Yang Perlu Dikerjakan:
**A)** Tolong jawab pertanyaan berikut berdasarkan teks halaman tentang rencana Lithuania menghentikan impor minyak dan gas Rusia:
(i) Siapa nama presiden Lithuania yang disebut?
(ii) Berapa persen pasokan minyak Lithuania yang diimpor dari Rusia pada 2019?
(iii) Langkah apa yang diambil Inggris terhadap minyak Rusia?
**B)** Tuliskan lanjutan teks halaman tentang rencana Lithuania menghentikan impor minyak dan gas Rusia, dimulai sesudah kalimat terakhirnya.

Teks Halaman:
============================================================
Rusia Bakal Kehilangan Pelanggan, Lithuania Ancam Stop Impor Minyak dan Gas
loading...
A
A
A
VILNIUS - Presiden Lithuania , Gitanas Nauseda mengatakan, negaranya bersedia menghentikan impor minyak dan gas Rusia , sebagai respons terbaru tentang bagaimana beberapa negara Uni Eropa berencana untuk meningkatkan hukuman terhadap Moskow karena menyerang Ukraina .
"Ini akan menciptakan beberapa masalah, tetapi tidak sampai kritis," kata Presiden Gitanas Nauseda.
Lithuania sendiri mendapatkan sekitar 63% pasokan minyaknya impor dari Rusia pada 2019. Namun Presiden Nauseda merevisi dengan mengungkapkan, angka itu sekarang telah menyusut setelah kilang minyaknya berhenti membeli minyak mentah Rusia.
Negara-negara Barat telah menyerang Moskow dengan beragam sanksi sejak akhir bulan lalu sebagai respons atas invasi Rusia ke Ukraina. Dimana Amerika Serikat (AS) telah melarang impor energi Rusia, sementara Inggris menghentikan impor minyak Rusia secara bertahap.
============================================================
Baris yang Diberikan:
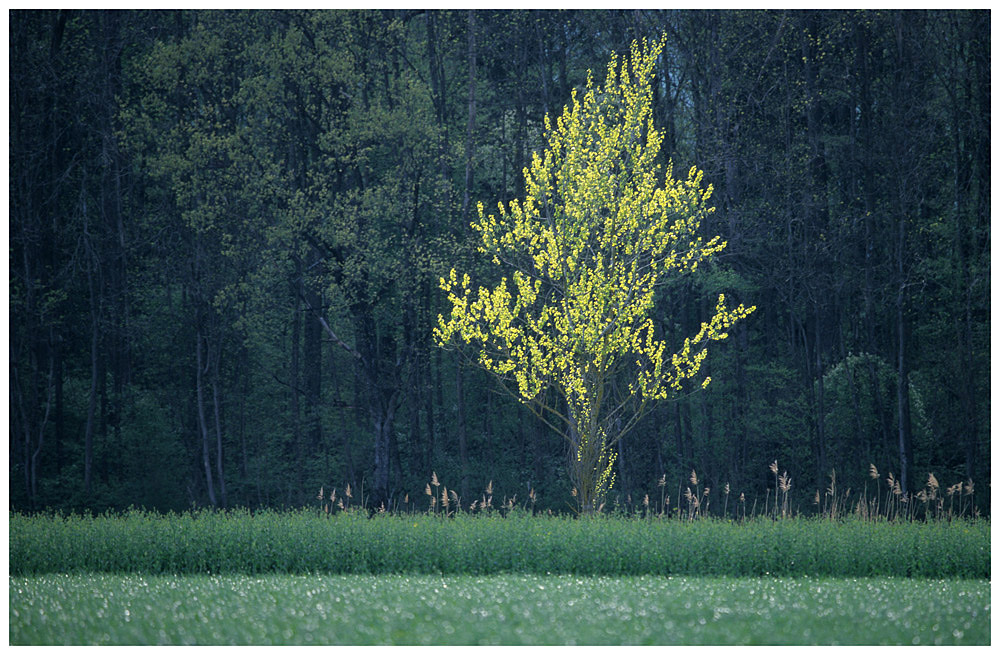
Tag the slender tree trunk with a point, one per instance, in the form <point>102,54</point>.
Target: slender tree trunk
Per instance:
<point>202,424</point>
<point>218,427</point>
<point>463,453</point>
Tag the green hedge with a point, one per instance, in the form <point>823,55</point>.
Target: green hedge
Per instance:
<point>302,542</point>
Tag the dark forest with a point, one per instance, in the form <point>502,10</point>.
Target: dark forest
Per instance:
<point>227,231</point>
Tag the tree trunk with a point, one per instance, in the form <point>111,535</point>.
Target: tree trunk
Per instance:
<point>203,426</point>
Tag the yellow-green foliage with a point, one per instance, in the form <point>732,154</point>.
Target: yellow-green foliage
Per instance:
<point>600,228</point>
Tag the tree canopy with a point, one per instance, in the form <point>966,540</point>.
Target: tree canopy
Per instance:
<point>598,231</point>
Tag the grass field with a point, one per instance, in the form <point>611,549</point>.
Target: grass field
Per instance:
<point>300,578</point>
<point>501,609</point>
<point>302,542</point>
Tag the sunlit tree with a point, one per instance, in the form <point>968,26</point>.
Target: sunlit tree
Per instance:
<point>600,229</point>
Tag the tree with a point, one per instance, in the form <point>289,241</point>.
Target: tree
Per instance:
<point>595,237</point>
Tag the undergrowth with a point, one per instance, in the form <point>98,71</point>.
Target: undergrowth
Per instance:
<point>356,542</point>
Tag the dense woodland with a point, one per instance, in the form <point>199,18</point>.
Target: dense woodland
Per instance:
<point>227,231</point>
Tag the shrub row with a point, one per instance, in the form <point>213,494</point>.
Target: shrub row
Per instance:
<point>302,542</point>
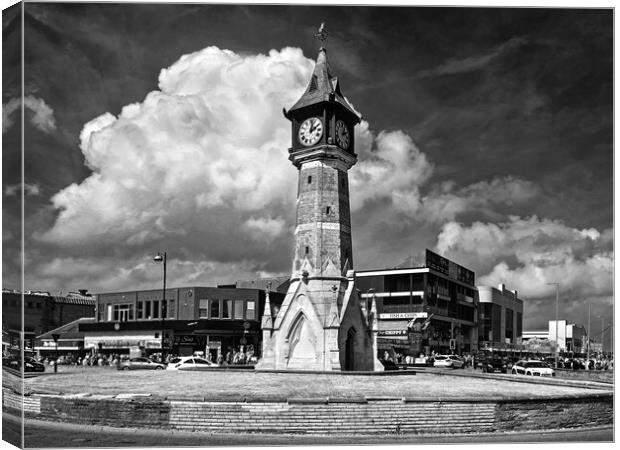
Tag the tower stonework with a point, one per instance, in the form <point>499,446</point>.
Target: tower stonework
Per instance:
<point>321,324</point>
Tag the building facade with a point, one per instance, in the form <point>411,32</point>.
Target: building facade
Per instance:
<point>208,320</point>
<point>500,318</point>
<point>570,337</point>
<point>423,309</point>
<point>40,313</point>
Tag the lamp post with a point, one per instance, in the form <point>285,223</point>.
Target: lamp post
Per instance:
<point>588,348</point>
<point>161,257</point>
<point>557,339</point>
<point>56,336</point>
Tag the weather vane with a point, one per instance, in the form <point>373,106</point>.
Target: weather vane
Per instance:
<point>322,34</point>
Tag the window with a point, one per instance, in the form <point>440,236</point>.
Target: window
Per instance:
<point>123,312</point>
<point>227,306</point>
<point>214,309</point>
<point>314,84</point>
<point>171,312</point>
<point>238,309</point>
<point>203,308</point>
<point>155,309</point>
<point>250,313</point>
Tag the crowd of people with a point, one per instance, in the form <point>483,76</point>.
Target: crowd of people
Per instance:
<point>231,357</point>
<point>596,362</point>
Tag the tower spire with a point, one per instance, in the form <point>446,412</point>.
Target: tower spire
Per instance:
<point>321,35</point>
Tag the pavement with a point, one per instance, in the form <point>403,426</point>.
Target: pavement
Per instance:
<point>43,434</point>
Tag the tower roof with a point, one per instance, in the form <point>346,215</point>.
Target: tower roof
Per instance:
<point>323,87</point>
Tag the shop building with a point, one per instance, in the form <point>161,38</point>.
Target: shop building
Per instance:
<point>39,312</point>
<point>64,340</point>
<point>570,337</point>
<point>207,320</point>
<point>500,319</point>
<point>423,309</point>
============================================================
Hasil Latihan:
**A)**
(i) Gitanas Nauseda.
(ii) Sekitar 63%.
(iii) Inggris menghentikan impor minyak Rusia secara bertahap.

**B)**
Uni Eropa, yang mendapat sekitar 40% kiriman gasnya dari Rusia, mengutarakan bakal mengurangi ketergantungan pada sumber bahan bakar ini sebesar dua pertiga dalam setahun.
Ketika tiba gilirannya untuk Lithuania, Presiden Nauseda mengatakan, kepada BBC: "Tentu saja, itu tergantung pada waktu: Berapa lama kita perlu menyesuaikan (untuk memotong impor Rusia).
"Tapi saya akan mengatakannya dengan kata lain: Kami lebih siap untuk pemotongan sumber daya energi Rusia daripada banyak negara lain di UE (Uni Eropa)," tegasnya.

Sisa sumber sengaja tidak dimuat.